═════ Text shown ═════

As the unittests show, you just call toKOI8r or fromKOI8r to translate between encodings.  All non-Unicode strings are traded as ubyte[], so that you won't accidentally mix up a Unicode string with a KOI8-R string.

And the code should be straightforward enough to be adapted for other encodings as well.

Hope this helps.


T

-- 
For every argument for something, there is always an equal and opposite argument against it. Debates don't give answers, only wounded or inflated egos.
December 28
you can just set console CP to UTF-8:

https://github.com/CyberShadow/ae/blob/master/sys/console.d

December 29
On Thursday, 28 December 2017 at 18:45:39 UTC, H. S. Teoh wrote:
> On Thu, Dec 28, 2017 at 05:56:32PM +0000, Andrei via Digitalmars-d-learn wrote:
> ...
> The string / wstring / dstring types in D are intended to be Unicode strings.  If you need to use other encodings, you really should be using ubyte[] or const(ubyte)[] or immutable(ubyte)[], instead of string.

═════ Dataset extract ═════

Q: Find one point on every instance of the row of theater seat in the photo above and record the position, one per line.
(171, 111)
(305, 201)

═════

▸ Task objective:
Continue the forum thread on converting KOI8-R strings in D from the point where it stops. You will not need the lines for this.

▸ Answer to this problem:
Thank you Teoh for advise and good example! I was looking towards writing something like that if no decision exists. Still this way of deliberate translations seems to be not the best. It supposes explicit workaround for every ahchoo in Russian and steady converting ubyte[] to string and back around. No formatting gems, no simple and elegant I/O statements or string/char comparisons. This may be endurable if you write an application where Russian is only one of rare options, and what if your whole environment is totally Russian?

Or some other nonASCII locale... Many other cultures have same mix of DOS/Window/Unix code pages. The decision to use only Unicode for strings in D language seems excellent just because of this, but the realization turns out to be delusive. Folks in such countries won’t appreciate a language which is elegant only for English-spoken intercommunications.

This problem is common for most programming languages and runtimes I know of. The only system which has decided the whole case is .NET I think.

The way proposed by zabruk70 below seems more appropriate though more particular too - I feel it suits only console type of applications. Alas, this type of application proved to be buggy too.

On Thursday, 28 December 2017 at 22:49:30 UTC, zabruk70 wrote:
> you can just set console CP to UTF-8:
>
> https://github.com/CyberShadow/ae/blob/master/sys/console.d

Yes! This seems to be the required, thank you very much! Though it is not suitable for GUI type of a Windows application.

Still some testing showed that this way conforms only console output. Simple read/write/compare script listed below works very well until the user enters something Russian. It then prints **empty** response and falls into indefinite loop printing the prompt and then immediately empty response without actually reading it.

But I think this is subject for ”Issues” part of this forum.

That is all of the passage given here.